Exercise brief: Convert the records below into a JSON list of strings with one string per line, leaving out any blank lines.

________________

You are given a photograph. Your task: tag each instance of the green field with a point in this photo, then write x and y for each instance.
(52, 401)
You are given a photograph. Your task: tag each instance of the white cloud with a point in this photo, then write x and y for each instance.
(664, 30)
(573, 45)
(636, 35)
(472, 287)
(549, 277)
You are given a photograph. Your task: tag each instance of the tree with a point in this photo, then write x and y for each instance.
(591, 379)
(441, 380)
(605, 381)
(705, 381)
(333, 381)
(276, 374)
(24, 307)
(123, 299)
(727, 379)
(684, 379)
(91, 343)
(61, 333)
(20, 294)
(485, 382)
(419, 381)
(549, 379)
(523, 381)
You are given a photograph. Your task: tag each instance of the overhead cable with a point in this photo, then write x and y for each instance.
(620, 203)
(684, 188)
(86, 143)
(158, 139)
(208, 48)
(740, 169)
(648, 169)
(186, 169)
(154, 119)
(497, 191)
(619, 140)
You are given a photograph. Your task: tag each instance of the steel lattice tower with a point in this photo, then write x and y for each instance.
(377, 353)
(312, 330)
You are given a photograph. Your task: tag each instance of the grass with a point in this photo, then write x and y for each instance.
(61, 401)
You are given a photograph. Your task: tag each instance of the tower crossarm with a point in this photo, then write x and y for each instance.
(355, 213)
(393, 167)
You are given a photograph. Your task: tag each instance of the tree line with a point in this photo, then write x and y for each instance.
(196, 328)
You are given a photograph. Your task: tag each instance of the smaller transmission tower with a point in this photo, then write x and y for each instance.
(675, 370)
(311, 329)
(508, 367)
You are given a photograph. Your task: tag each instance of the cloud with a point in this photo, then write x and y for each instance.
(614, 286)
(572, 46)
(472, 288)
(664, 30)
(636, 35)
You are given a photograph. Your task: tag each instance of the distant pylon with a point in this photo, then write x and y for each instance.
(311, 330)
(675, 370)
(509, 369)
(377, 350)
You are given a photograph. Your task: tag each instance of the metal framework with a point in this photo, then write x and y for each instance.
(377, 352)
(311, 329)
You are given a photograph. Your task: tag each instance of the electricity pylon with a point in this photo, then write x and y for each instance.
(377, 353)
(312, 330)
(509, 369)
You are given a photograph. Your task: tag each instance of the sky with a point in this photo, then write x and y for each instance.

________________

Task response:
[
  "You are given a photograph. Your task: tag each instance of the green field with a point in this photo, then write x and y for each instance.",
  "(52, 401)",
  "You are given a photograph. Your task: tag each instance of the white cloud with a point in this photo, then write x and y for each instance.",
  "(664, 30)",
  "(573, 45)",
  "(636, 35)",
  "(472, 287)",
  "(549, 277)",
  "You are given a photograph. Your task: tag each instance of the tree with a point in this photo, then write x and y for each instance.",
  "(591, 379)",
  "(441, 380)",
  "(605, 381)",
  "(705, 381)",
  "(333, 381)",
  "(276, 374)",
  "(24, 307)",
  "(123, 299)",
  "(727, 379)",
  "(684, 379)",
  "(91, 343)",
  "(61, 333)",
  "(20, 294)",
  "(485, 382)",
  "(419, 381)",
  "(549, 379)",
  "(523, 381)",
  "You are given a photograph. Your task: tag each instance of the overhead cable with a point in this photo, then write x and y for each instance.",
  "(620, 203)",
  "(684, 188)",
  "(86, 143)",
  "(158, 139)",
  "(208, 48)",
  "(740, 169)",
  "(648, 169)",
  "(186, 169)",
  "(154, 119)",
  "(497, 191)",
  "(619, 140)",
  "You are given a photograph. Your task: tag each instance of the steel lattice tower with a point in this photo, then write x and y for each instance.",
  "(377, 353)",
  "(312, 330)",
  "You are given a photograph. Your task: tag each instance of the grass with a point in this photo, then write x and y for each instance.",
  "(61, 401)",
  "You are given a photograph. Your task: tag each instance of the tower crossarm with a point in this photo, then write x and y for each instance.",
  "(355, 213)",
  "(393, 167)",
  "You are given a photograph. Your task: tag each instance of the tree line with a point in this photo, then write x and y for each instance.",
  "(196, 328)",
  "You are given a photograph. Your task: tag each instance of the smaller transmission tower with a point in this photo, then write x and y for each instance.",
  "(675, 370)",
  "(311, 329)",
  "(508, 367)",
  "You are given a photograph. Your task: tag each instance of the cloud with a point in this photo, then write x and y for each instance.",
  "(614, 286)",
  "(572, 46)",
  "(472, 288)",
  "(664, 30)",
  "(636, 35)",
  "You are given a photograph. Your task: tag each instance of the distant pylon with a point in this photo, then write x and y for each instance.",
  "(311, 330)",
  "(675, 370)",
  "(509, 369)",
  "(377, 350)",
  "You are given a photograph. Your task: tag each instance of the metal framework with a point in this photo, then write x and y for each instance.",
  "(377, 352)",
  "(311, 329)",
  "You are given a photograph. Your task: tag each instance of the electricity pylon with a point in this photo, then write x and y for each instance.",
  "(377, 353)",
  "(312, 330)",
  "(509, 369)",
  "You are given a photograph. Your task: tag each instance of the sky with a point in this photo, then write x and y for each instance."
]